**EXERCISE**
Update the material below by changing "red umbrella" to "blue umbrella" and leaving everything else untouched.

**RECORDS PROVIDED**
┌────────

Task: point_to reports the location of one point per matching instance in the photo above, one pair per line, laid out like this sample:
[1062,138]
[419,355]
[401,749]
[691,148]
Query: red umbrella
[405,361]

└────────

**FINISHED EXERCISE**
Task: point_to reports the location of one point per matching instance in the photo above, one pair per line, laid out like this sample:
[1062,138]
[419,355]
[401,749]
[691,148]
Query: blue umbrella
[405,361]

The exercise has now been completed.